PROBLEM: Restate the records in full, so that each line matches the original exactly.
+++ PROVIDED DATA +++
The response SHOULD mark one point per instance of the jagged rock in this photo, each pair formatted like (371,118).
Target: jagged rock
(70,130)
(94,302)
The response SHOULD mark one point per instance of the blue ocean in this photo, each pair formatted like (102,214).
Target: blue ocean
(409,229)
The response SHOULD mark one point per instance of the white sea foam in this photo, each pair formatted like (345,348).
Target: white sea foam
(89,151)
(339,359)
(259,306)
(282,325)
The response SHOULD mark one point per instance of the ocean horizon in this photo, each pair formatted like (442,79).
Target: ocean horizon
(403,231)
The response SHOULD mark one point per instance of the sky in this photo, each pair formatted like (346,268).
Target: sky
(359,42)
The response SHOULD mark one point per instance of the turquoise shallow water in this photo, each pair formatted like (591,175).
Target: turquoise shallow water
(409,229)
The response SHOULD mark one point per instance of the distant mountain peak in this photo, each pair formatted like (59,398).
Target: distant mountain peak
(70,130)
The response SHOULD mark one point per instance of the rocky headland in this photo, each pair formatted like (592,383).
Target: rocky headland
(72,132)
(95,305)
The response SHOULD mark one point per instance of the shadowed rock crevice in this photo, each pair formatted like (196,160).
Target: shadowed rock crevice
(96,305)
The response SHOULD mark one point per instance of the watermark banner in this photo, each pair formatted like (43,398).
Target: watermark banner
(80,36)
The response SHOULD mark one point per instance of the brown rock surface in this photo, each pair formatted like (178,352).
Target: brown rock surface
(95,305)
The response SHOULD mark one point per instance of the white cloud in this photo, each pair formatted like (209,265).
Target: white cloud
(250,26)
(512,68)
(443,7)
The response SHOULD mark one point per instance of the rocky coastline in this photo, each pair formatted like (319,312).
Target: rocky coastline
+++
SOLUTION FOR THIS EXERCISE:
The response SHOULD mark one point per instance of the jagged rock in this photo, each pair formatted like (371,118).
Target: jagged rock
(70,130)
(94,302)
The response SHOULD mark one point per instance of the blue ocean in this photo, each pair formatted like (102,214).
Target: blue ocean
(409,229)
The response SHOULD mark one point per instance of the white sea foam in this photo, each pair formatted like (345,348).
Target: white sea foam
(89,151)
(339,359)
(259,306)
(282,325)
The response SHOULD mark one point per instance of the ocean horizon in this photo, each pair formatted like (442,79).
Target: ocean horizon
(403,231)
The response SHOULD mark one point per instance of the sky in this photo, each pair formatted like (346,268).
Target: sky
(359,42)
The response SHOULD mark one point per instance of the turquoise shallow water in this photo, each pair formatted like (591,175).
Target: turquoise shallow water
(409,229)
The response SHOULD mark one point per instance of the distant mountain peak in this photo, each pair formatted like (59,398).
Target: distant mountain peak
(70,130)
The response SHOULD mark one point per instance of the rocky headland in this photo, each pair formatted like (592,383).
Target: rocky headland
(72,132)
(95,305)
The response SHOULD mark one point per instance of the shadowed rock crevice in this photo, each pair formatted like (196,160).
Target: shadowed rock crevice
(96,305)
The response SHOULD mark one point per instance of the watermark banner in this photo, each pair formatted like (43,398).
Target: watermark banner
(80,36)
The response SHOULD mark one point per instance of the brown rock surface in this photo, each pair formatted like (178,352).
Target: brown rock surface
(95,305)
The response SHOULD mark one point per instance of the white cloud in this photo, each pair formatted like (209,265).
Target: white cloud
(250,26)
(512,68)
(443,7)
The response SHOULD mark one point per instance of the rocky coastline in this photo, each pair formatted like (319,312).
Target: rocky coastline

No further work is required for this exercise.